§ **What you should do**:
From the line containing "note: each ring" to the last line of the listing below, repeat every line exactly, and output nothing else.

▬▬▬▬▬▬

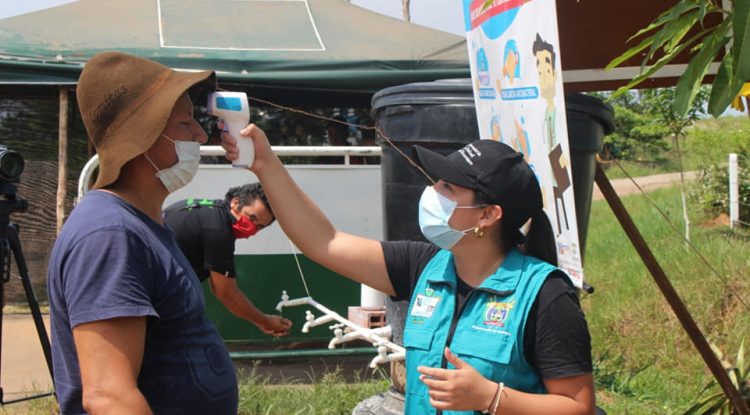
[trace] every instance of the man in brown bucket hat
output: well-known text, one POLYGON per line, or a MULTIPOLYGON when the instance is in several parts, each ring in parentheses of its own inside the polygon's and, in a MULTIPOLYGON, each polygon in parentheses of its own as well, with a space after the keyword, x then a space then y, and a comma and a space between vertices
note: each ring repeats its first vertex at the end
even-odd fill
POLYGON ((52 250, 48 295, 63 414, 236 414, 237 380, 205 316, 200 282, 161 207, 198 168, 206 134, 190 94, 212 71, 177 72, 119 52, 76 90, 99 176, 52 250))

▬▬▬▬▬▬

§ **Task result**:
note: each ring repeats its first vertex at the end
even-odd fill
POLYGON ((52 250, 48 295, 63 414, 236 414, 237 380, 205 316, 200 282, 161 207, 198 168, 206 134, 190 94, 212 71, 177 72, 119 52, 76 90, 99 176, 52 250))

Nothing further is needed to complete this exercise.